[START STORED ROWS]
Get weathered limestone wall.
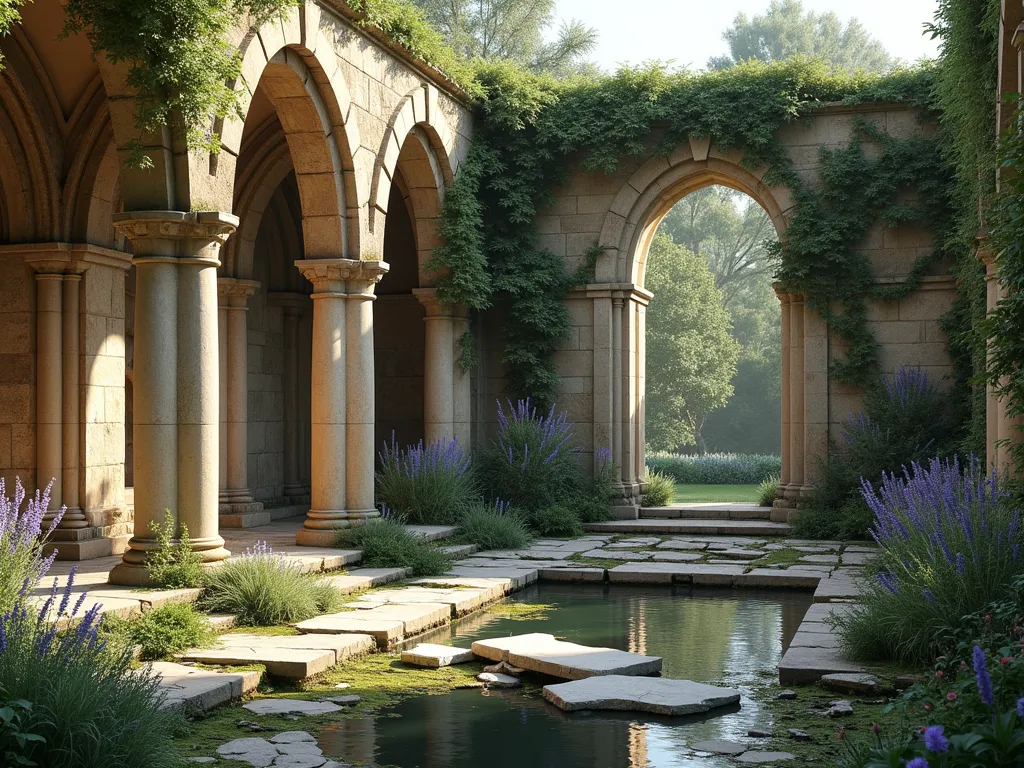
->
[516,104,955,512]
[END STORED ROWS]
[START STORED ROWS]
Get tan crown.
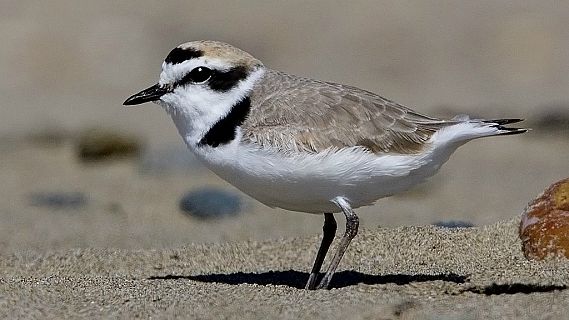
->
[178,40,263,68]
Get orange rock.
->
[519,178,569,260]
[END STORED ROWS]
[START STORED ROWS]
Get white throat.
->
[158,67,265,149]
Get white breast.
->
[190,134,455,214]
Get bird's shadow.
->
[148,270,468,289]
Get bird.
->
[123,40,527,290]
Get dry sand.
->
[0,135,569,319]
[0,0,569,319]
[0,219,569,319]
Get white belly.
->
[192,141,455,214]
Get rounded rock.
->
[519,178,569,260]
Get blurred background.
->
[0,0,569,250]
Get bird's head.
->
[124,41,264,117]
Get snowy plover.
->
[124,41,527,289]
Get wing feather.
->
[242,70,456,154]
[END STORED ROWS]
__TASK PROMPT__: Rewrite the part of the data that opens with the line containing "Get white belly." and closes with the line containing "[242,70,456,154]", changing "blurred background" to "out-of-focus background" and leaving everything else as it is.

__OUTPUT BELOW__:
Get white belly.
->
[192,141,455,214]
Get rounded rock.
->
[519,178,569,260]
Get out-of-focus background.
->
[0,0,569,250]
Get bird's head.
->
[124,41,264,117]
Get snowy plover.
->
[124,41,527,289]
Get wing feather.
->
[242,70,456,154]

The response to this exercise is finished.